> **About this exercise**
Would you retype the whole listing exactly, leaving its pictures out?

> **Given information**
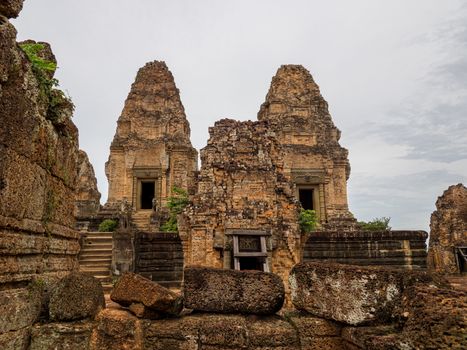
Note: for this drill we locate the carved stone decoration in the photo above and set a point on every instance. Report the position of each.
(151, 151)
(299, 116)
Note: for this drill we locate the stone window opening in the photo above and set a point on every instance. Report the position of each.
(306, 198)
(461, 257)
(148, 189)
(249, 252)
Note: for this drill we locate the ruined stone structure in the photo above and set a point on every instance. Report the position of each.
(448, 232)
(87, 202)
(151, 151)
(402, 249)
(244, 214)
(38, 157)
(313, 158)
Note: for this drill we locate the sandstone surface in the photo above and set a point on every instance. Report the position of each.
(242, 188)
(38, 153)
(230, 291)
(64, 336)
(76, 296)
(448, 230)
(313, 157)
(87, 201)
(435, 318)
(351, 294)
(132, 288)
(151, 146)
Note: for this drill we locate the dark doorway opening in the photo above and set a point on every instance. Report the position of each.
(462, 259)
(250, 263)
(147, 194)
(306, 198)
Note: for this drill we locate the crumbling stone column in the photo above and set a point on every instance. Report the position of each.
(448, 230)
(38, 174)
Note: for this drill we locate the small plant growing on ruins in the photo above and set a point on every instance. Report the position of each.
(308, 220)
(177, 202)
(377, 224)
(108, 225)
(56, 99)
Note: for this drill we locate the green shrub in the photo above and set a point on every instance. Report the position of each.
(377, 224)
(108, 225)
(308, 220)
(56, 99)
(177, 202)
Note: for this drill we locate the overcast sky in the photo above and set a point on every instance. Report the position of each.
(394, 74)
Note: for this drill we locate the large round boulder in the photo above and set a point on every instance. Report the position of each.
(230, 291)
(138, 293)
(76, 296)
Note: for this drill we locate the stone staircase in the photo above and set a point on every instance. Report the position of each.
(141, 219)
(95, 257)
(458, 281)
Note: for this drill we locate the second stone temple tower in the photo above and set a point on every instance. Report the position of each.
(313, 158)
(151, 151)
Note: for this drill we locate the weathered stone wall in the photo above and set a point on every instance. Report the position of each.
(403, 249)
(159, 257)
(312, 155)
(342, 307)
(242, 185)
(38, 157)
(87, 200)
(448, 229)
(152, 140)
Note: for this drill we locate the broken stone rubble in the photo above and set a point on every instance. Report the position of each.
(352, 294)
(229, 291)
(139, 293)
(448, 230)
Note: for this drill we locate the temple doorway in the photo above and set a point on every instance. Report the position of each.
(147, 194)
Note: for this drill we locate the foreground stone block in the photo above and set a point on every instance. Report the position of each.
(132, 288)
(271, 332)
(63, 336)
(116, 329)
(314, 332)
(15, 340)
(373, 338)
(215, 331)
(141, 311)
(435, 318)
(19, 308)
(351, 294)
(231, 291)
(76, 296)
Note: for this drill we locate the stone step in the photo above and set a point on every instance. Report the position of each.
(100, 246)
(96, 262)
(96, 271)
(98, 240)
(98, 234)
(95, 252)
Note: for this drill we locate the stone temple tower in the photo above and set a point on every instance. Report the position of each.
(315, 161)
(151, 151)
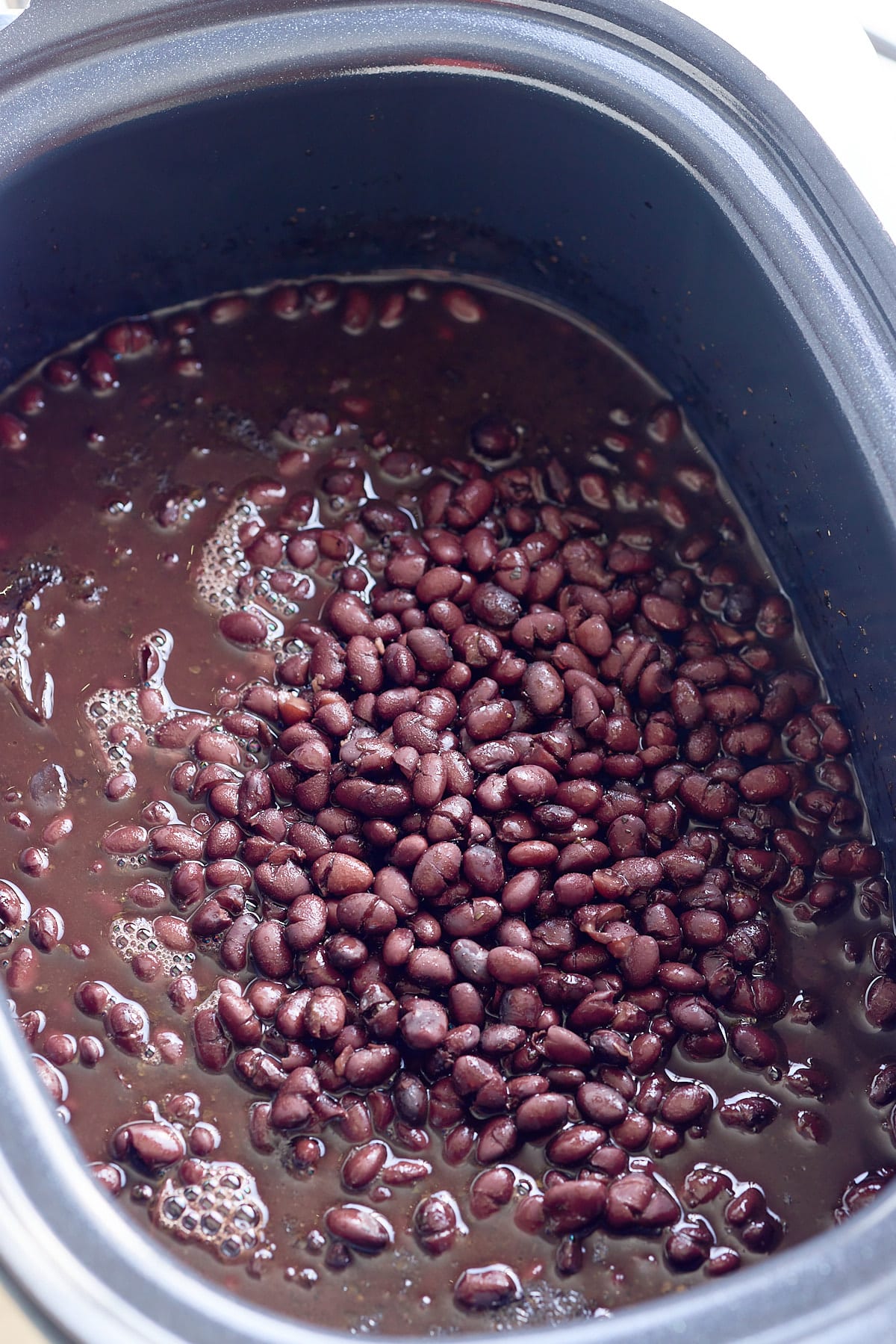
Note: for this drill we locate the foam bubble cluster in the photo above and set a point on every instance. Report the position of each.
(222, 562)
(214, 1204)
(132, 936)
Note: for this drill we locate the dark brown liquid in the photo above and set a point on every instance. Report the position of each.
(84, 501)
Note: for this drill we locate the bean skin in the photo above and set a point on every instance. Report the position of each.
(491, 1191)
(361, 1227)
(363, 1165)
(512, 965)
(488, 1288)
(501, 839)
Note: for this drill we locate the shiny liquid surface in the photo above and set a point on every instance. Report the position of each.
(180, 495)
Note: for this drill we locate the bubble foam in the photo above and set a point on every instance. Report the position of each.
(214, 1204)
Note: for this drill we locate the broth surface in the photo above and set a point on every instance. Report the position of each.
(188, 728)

> **Exercise answer**
Note: for this drill we locate the carved stone decoration in the photo above and set a point on every instance. Report the position of each.
(151, 151)
(299, 116)
Note: for this drill we locate the stone window opening in the photo above and set a point on every instance. Report the position of each.
(306, 198)
(461, 257)
(148, 189)
(249, 252)
Note: for this drill we locate the ruined stone structure in the photo above and set a point on every instance. Report the position of each.
(448, 232)
(87, 202)
(151, 151)
(402, 249)
(244, 214)
(38, 157)
(313, 158)
Note: for this drill we locate the sandstone surface in the photo above and set a point on every instance. Report the position of each.
(242, 188)
(38, 153)
(230, 291)
(64, 336)
(76, 296)
(448, 230)
(313, 157)
(87, 201)
(435, 318)
(351, 294)
(132, 288)
(151, 146)
Note: for this drill we locate the dark doorway opening in the photo above and set a point on every instance. Report the position of each.
(462, 259)
(250, 263)
(147, 194)
(306, 198)
Note: for this drill we locate the crumbling stone column in the photo above and set a point on every instance. Report the position of each.
(448, 230)
(38, 174)
Note: for this drill we locate the small plant growing on ruins in the photo above and set a point on every instance. Report the position of each.
(308, 220)
(177, 202)
(377, 224)
(108, 225)
(56, 99)
Note: for this drill we locate the green shrub in the photo above and set a point on every instance. Report the position of each.
(377, 224)
(108, 225)
(308, 220)
(56, 99)
(177, 202)
Note: for this drill we locate the overcast sky in the photo above and set a point on every instance. Report the position of each.
(394, 74)
Note: for this drill we locate the large round boulder in the photo above and set a point on every instance. Report the position of each.
(230, 291)
(138, 293)
(76, 296)
Note: for this drill we locate the stone staircase in the photo above and set a point on every instance. Report the position of each.
(141, 219)
(95, 257)
(458, 281)
Note: for this drill we locate the second stone temple tower in the photo above and set a point on every instance. Report the position of each.
(313, 158)
(151, 151)
Note: for this drill we locate the weathered stone wall in the photo above and set a point on every instance. Report the position of each.
(403, 249)
(159, 257)
(312, 155)
(342, 307)
(242, 185)
(38, 157)
(87, 200)
(448, 229)
(152, 140)
Note: for this drill we locate the broken stone rubble in the photo above and set a point on every instance. Report the position of each.
(352, 294)
(229, 291)
(139, 293)
(448, 230)
Note: for this drill we locate the temple doorway in the photo above and set a point on every instance. Report the position of each.
(147, 194)
Note: for this drill we locate the foreground stone block in the photo above and set a point on every instance. Report the position of each.
(132, 288)
(271, 332)
(63, 336)
(116, 329)
(314, 332)
(15, 340)
(373, 338)
(215, 331)
(141, 311)
(435, 318)
(19, 308)
(351, 294)
(231, 291)
(76, 296)
Note: for this drill we locate the stone step in the photo above and set a point on every instance. Report the position of each.
(100, 246)
(96, 262)
(96, 271)
(98, 240)
(98, 234)
(95, 252)
Note: for this drill we locate the stone temple tower in the photo above and set a point on every instance. Report the position of each.
(315, 161)
(151, 151)
Note: for this drill we locate the foam bubble cluster in the photo above and set a point on every instance. Report the position of each.
(222, 562)
(214, 1204)
(132, 936)
Note: for this drill we locate the dark brown liquid in the photo above and set a point on every instance. Report the position of each.
(84, 501)
Note: for this drill we locate the bean skin in the photo above and set a point on every instance. Report the position of each.
(491, 1191)
(361, 1227)
(363, 1165)
(512, 965)
(488, 1288)
(501, 839)
Note: for this drill we locate the shiny liquid surface in the photo above and set a point on every instance. Report the position of each.
(180, 495)
Note: for this drill we locate the bubble foam in the photo above and set a point on every instance. Report the position of each.
(214, 1204)
Note: for this drill we locate the broth surface in the photo above and set a point on every instance. Report the position of each.
(188, 728)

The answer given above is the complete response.